(Recorded data)
+ + +

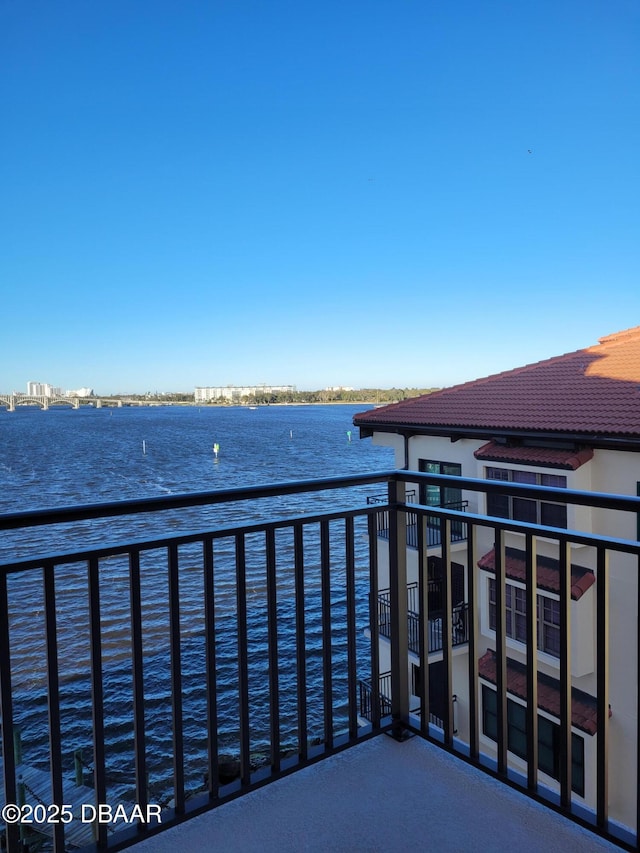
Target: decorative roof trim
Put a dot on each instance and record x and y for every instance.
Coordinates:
(584, 707)
(541, 457)
(548, 571)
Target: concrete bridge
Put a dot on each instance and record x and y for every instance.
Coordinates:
(12, 401)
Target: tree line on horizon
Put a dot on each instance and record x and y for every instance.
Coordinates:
(342, 395)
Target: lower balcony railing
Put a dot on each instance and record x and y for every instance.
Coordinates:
(459, 622)
(162, 655)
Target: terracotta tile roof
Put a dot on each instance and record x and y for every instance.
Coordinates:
(542, 457)
(584, 708)
(591, 391)
(548, 571)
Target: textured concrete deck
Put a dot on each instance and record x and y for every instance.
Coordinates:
(380, 796)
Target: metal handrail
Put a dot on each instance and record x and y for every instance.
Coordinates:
(324, 542)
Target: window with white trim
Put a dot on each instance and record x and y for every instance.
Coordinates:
(547, 613)
(527, 509)
(548, 738)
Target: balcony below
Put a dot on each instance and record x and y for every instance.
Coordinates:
(380, 795)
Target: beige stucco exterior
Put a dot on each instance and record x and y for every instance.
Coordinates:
(609, 471)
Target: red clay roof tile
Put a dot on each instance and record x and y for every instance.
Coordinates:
(590, 391)
(584, 708)
(548, 571)
(542, 457)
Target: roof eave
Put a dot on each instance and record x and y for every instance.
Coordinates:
(455, 433)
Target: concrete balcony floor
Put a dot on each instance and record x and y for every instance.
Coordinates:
(380, 796)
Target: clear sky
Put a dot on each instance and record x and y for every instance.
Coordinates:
(355, 192)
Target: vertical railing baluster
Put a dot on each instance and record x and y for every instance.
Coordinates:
(447, 606)
(399, 615)
(12, 834)
(531, 587)
(301, 650)
(210, 664)
(243, 659)
(501, 652)
(638, 690)
(472, 633)
(602, 682)
(565, 674)
(137, 666)
(53, 691)
(272, 627)
(327, 678)
(352, 676)
(423, 625)
(176, 678)
(374, 621)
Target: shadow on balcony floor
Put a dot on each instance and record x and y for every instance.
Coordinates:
(380, 796)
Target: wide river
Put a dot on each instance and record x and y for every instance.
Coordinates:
(62, 457)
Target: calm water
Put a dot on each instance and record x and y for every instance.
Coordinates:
(64, 457)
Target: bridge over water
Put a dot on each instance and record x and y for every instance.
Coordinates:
(12, 401)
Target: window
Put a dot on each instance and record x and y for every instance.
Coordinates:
(526, 509)
(439, 495)
(548, 738)
(547, 614)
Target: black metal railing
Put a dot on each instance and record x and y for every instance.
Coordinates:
(367, 700)
(459, 621)
(433, 540)
(242, 645)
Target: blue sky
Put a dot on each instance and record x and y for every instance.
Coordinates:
(234, 192)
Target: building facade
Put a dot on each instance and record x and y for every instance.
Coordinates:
(571, 422)
(235, 393)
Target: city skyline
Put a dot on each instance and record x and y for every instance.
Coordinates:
(370, 194)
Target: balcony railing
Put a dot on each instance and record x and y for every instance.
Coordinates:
(210, 651)
(459, 622)
(433, 538)
(384, 702)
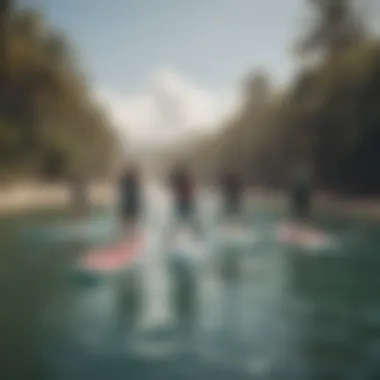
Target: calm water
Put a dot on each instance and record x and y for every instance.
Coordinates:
(262, 310)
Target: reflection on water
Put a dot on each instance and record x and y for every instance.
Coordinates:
(259, 309)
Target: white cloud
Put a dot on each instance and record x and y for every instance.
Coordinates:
(172, 109)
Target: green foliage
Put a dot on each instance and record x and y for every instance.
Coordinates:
(46, 108)
(328, 117)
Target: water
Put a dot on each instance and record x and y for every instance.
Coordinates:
(264, 310)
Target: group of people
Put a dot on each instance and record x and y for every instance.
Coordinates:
(183, 187)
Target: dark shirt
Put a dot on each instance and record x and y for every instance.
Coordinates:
(129, 191)
(183, 187)
(231, 185)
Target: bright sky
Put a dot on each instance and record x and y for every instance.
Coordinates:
(167, 68)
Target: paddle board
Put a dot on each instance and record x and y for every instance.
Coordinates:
(302, 235)
(113, 258)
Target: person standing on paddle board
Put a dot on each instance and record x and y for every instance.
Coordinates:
(79, 197)
(300, 195)
(232, 191)
(130, 199)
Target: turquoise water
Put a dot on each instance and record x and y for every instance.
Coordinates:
(261, 310)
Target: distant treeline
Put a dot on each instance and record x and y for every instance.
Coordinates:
(49, 124)
(329, 117)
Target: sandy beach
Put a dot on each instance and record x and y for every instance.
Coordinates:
(28, 196)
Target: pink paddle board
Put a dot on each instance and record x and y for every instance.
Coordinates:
(301, 235)
(112, 258)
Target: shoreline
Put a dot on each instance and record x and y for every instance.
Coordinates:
(24, 197)
(29, 197)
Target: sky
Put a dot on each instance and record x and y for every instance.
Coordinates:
(165, 69)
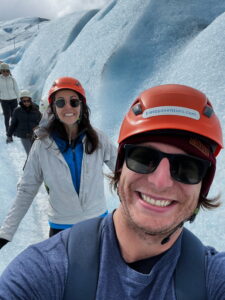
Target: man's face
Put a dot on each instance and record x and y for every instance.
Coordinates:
(156, 203)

+ + +

Write out all the records again, exactly, minus any pictures.

Target: decorative roof trim
Put a dot on each instance and record x and y for every instance.
Coordinates:
(584, 707)
(541, 457)
(548, 571)
Target: concrete bridge
Put a dot on each instance and record x and y for every instance.
Coordinates:
(12, 401)
Target: tree line on horizon
Put a dot on each instance and record x and y for every instance.
Coordinates:
(342, 395)
Target: lower balcony railing
Put a dot on each instance and record x and y for every instance.
Coordinates:
(459, 622)
(162, 655)
Target: terracotta tile roof
Put a dot on each instance and record x and y for every instance.
Coordinates:
(542, 457)
(584, 708)
(591, 391)
(548, 571)
Target: textured concrete deck
Put a dot on each instance and record x and y for every instance.
Coordinates:
(380, 796)
Target: metal handrail
Put a dot on each instance and record x and y for every instance.
Coordinates:
(324, 542)
Target: window with white trim
Put a dot on each instance and record x and y for every instance.
Coordinates:
(547, 613)
(527, 509)
(548, 738)
Target: balcony below
Put a dot on each instance and record x and y for every instance.
Coordinates:
(380, 795)
Target: beige stucco exterior
Put a dot on each instance and record x and y for every instance.
Coordinates:
(609, 471)
Target: red clay roof tile
Put a dot on each instance and record x and y for every instance.
Coordinates:
(590, 391)
(584, 708)
(548, 571)
(542, 457)
Target: roof eave
Put a dot on each instance and record x and y for every instance.
Coordinates:
(455, 433)
Target: concrete balcony floor
Put a dot on each instance and record x and y for every instance.
Coordinates:
(380, 796)
Target: clear sky
Put a dot on each instance and record x and y for every instance.
Coordinates:
(355, 192)
Target: vertical railing baluster
Put a dot on each instance and record x and y for every instance.
Coordinates:
(447, 606)
(399, 615)
(12, 834)
(531, 587)
(301, 650)
(210, 664)
(243, 659)
(501, 652)
(638, 690)
(472, 633)
(602, 682)
(565, 674)
(137, 666)
(53, 691)
(272, 627)
(327, 678)
(352, 676)
(423, 625)
(176, 678)
(374, 621)
Target: shadow on balcony floor
Put a dot on each instance and record x and y for every instance.
Coordinates:
(380, 796)
Target: wide river
Put a dot on each instance and record x and y for every instance.
Coordinates:
(62, 457)
Target: calm water
Put a dot on each instance and record x and y for every instance.
Coordinates:
(64, 457)
Target: bridge over water
Put a dot on each instance and record x and y for every instance.
Coordinates:
(12, 401)
Target: window
Put a dot on each instance and record x and y for every instance.
Coordinates:
(526, 509)
(439, 495)
(548, 738)
(547, 614)
Target: black metal railing
Put a dot on each instance and record x and y for every instance.
Coordinates:
(367, 700)
(459, 621)
(433, 540)
(242, 645)
Target: blue sky
Put a dot on each instance and record x and y for every instance.
Coordinates:
(234, 192)
Target: building facade
Put a dot on each instance and record x and y for every instance.
Coordinates:
(571, 422)
(235, 393)
Target: city skyline
Put a dot on each instance and record x and y for every instance.
Coordinates:
(370, 194)
Target: balcony railing
Put a dot on each instance and record x and y for every instance.
Coordinates:
(210, 651)
(459, 622)
(433, 538)
(384, 702)
Target: calm water
Put a dot on each instance and record x and y for every instance.
Coordinates:
(262, 310)
Target: reflection on water
Put a dot on each instance and record x and y for every instance.
Coordinates:
(259, 309)
Target: white cloud
Put a dot on each instance and record x and y for every instance.
Coordinates:
(172, 109)
Target: green foliage
Put a dot on each instance and record x and y for every instance.
Coordinates:
(46, 108)
(328, 117)
Target: water
Put a dot on each instance and record x and y for every instance.
Coordinates:
(264, 310)
Target: group of people
Put a dot on each instance and record x and y for every instance.
Coordinates:
(183, 187)
Target: dark shirt
Put a dot on each instance and record x and y for every instance.
Coordinates:
(129, 191)
(183, 187)
(231, 185)
Target: bright sky
Put a dot on each instance and record x and y for every instance.
Coordinates:
(167, 68)
Target: paddle board
Put a dot on each instance and record x and y for every instance.
Coordinates:
(302, 235)
(113, 258)
Target: person standing on paddle board
Put a dot on each instance and record x and y for every instance.
Coordinates:
(79, 197)
(300, 195)
(232, 191)
(130, 199)
Target: turquoise water
Put a dot on each instance and record x and y for every instance.
Coordinates:
(261, 310)
Target: distant treeline
Put a dot on each instance and record x and y for every instance.
Coordinates:
(49, 124)
(329, 117)
Target: sandy beach
Put a dot on each instance and record x and y for every instance.
Coordinates:
(28, 196)
Target: pink paddle board
Put a dot on each instance and record x and y for every instance.
Coordinates:
(301, 235)
(112, 258)
Target: shoreline
Put a dot on each instance and record x and y for every instance.
Coordinates:
(24, 197)
(29, 197)
Target: sky
Put a dot on each instance and record x and y for every instance.
Coordinates:
(165, 69)
Target: man's face
Put a dot on each instance and record x and y for every instance.
Coordinates:
(156, 203)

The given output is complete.